======== Texte du document ========

« Allons jusqu’à au moins un tiers d’administrateurs représentant les salariés dans les grandes entreprises »
Tribune. Comme l’a rappelé la crise sanitaire du Covid-19, quelques entreprises, très concentrées, dominent la production mondiale. Depuis deux décennies, cette tendance s’est accentuée au détriment d’une répartition efficiente des ressources. Tant le capital productif et les investissements associés que le travail et les personnes qui le réalisent se trouvent privés des gains issus de la croissance.
La science économique nous enseigne que plus la concurrence est forte, plus les profits sont contrôlés, et plus le bien-être des consommateurs est grand. Mais, en réalité, une entreprise a toujours intérêt à adopter une stratégie anticoncurrentielle visant à instaurer des barrières à l’entrée sur leurs marchés à l’encontre des autres entreprises afin de bénéficier de rentes monopolistiques.
De nouvelles armes
Clairement, l’évolution des grandes firmes et de leurs pouvoirs de marché ne sert pas l’intérêt général mais accentue les inégalités et freine l’instauration de régimes de croissance plus prospères et plus distributifs. L’incapacité des grandes économies de la planète à gérer la mondialisation a servi l’essor économique de ces puissantes entreprises au détriment de ce que l’économiste américain Joseph Stiglitz nomme la « vraie richesse des nations », celle qui se fonde sur l’innovation, la créativité et les interactions productives entre les personnes.
Force est de constater que les grandes entreprises modernes s’affranchissent nettement des régulations antitrust traditionnelles, même si la Commission européenne est de plus en plus vigilante en matière d’abus de position dominante, comme en témoigne l’enquête en cours contre la puissance algorithmique d’Amazon et ses atteintes à la concurrence.

========

Travail à réaliser.
Condensez le paragraphe de la tribune qui commence par « Force est de constater » sans en perdre les faits essentiels.

======== Données fournies ========

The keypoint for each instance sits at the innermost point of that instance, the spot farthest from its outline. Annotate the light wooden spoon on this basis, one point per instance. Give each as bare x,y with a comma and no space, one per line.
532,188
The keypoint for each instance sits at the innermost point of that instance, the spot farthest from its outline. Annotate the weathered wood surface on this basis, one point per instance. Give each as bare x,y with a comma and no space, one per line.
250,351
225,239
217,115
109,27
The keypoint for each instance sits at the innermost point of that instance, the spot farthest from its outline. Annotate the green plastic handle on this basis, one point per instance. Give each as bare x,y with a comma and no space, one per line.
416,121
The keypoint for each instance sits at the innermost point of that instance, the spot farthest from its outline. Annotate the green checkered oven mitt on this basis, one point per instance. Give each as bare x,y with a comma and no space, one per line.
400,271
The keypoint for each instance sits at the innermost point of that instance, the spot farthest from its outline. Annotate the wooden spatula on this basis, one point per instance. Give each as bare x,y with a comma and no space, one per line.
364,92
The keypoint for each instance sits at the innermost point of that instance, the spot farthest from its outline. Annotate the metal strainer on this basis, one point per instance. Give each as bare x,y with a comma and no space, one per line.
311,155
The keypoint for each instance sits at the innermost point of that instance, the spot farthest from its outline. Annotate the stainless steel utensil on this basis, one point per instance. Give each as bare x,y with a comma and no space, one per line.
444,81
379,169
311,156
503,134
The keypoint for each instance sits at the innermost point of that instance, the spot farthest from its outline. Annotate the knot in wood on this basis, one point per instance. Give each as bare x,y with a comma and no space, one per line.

========

Solution proposée.
Les grandes entreprises modernes échappent largement aux régulations antitrust traditionnelles. La Commission européenne se montre pourtant de plus en plus vigilante face aux abus de position dominante, comme le montre son enquête en cours sur la puissance algorithmique d'Amazon et ses atteintes à la concurrence.